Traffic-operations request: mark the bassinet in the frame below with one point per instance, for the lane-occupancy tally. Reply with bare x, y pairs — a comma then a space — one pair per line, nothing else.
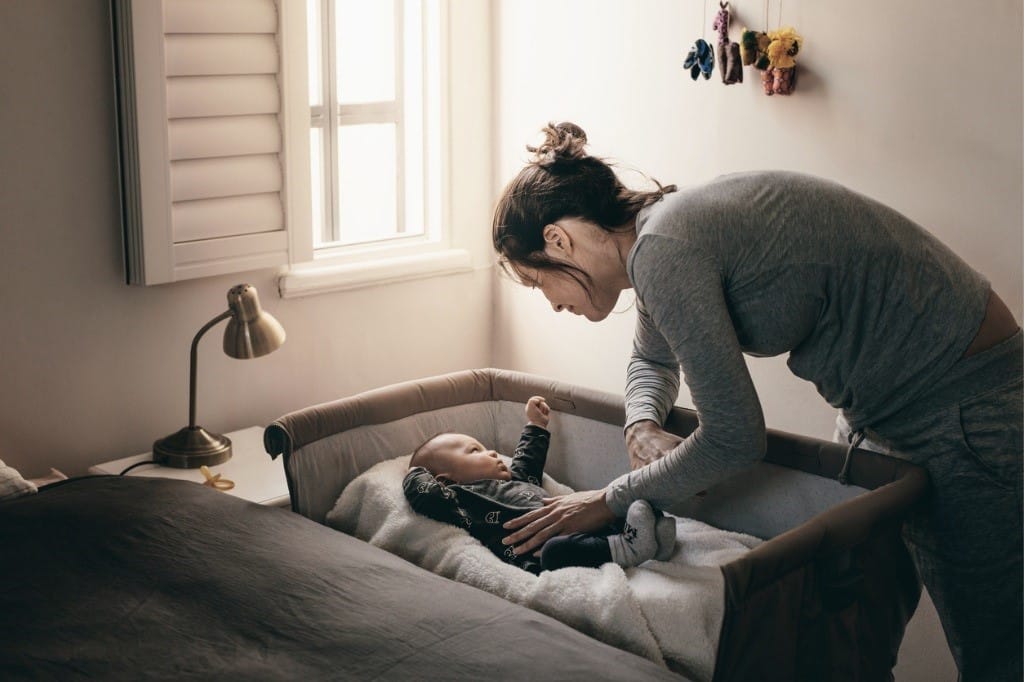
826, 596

==

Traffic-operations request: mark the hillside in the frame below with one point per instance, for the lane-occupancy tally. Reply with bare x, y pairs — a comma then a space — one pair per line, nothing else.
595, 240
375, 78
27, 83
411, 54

§ DESCRIPTION OF THE TASK:
Copy out, in full, every row above that contains the word "then".

§ TASK RESPONSE:
Traffic-operations request: mark the bassinet in the frame below with one point per instance, for the lane-occupancy tally. Reply with bare x, y pairs — a comma then a space — one pair per line, nothing else.
Traffic-operations request: mark the hillside in the frame below with one point per instance, for the lane-occupancy tally. Reply with bare x, y pairs — a comma then a space — one pair per line, nothing else.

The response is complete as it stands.